## BRIEF
Find "Mark the innermost point of each instance of the concrete base" in the material below, then copy that line and every subsequent line to the end, exactly.

## DATA UNDER STUDY
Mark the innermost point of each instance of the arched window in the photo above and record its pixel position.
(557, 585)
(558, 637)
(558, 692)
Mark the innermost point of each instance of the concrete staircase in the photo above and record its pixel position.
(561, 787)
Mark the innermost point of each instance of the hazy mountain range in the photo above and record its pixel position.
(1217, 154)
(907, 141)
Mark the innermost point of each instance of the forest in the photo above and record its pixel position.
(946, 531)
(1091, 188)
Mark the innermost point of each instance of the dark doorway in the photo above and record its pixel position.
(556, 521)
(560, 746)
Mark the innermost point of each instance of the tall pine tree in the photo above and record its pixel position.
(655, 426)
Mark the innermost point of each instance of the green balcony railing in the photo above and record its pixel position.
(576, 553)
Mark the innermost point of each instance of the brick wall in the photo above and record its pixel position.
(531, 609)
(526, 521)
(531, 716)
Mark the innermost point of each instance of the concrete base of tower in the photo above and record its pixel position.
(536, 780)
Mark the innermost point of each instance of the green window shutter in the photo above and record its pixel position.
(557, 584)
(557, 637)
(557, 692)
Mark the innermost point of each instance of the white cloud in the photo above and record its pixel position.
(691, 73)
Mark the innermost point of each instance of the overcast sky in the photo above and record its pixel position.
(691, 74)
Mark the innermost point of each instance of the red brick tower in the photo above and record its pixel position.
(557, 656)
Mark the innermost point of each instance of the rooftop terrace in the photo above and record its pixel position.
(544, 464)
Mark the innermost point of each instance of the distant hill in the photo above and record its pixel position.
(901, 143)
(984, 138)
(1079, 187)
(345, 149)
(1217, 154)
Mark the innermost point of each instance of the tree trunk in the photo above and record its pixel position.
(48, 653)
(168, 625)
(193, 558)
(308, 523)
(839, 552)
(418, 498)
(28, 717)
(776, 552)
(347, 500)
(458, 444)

## EXERCISE OUTPUT
Mark the innermost point of each instance of the concrete base of tower in the photo above and record its pixel position.
(536, 780)
Mark the innermost point of each instance of the green window shutter in the photo above and record its pixel position.
(557, 584)
(557, 637)
(557, 692)
Mark the innermost point of each instance of the white cloud in the photo above and record its pixel position.
(691, 73)
Mark the innermost point of each instance of the overcast sky in the photo above and record its pixel position.
(691, 74)
Mark the innermost point of each instance of the red brick tower in the photo above and record its pixel position.
(557, 656)
Mark the innermost point of each instance of the rooftop terrace in the photo above and record its pixel position.
(544, 464)
Mark the innermost point of each instance of the distant hill in the photo above and record its pixel position.
(901, 143)
(984, 138)
(1079, 187)
(345, 149)
(1217, 154)
Mark the innermost point of each instance of the tree trunk in the photo above and record its pixel position.
(48, 653)
(168, 625)
(193, 558)
(308, 523)
(839, 552)
(418, 498)
(28, 717)
(776, 552)
(347, 500)
(458, 444)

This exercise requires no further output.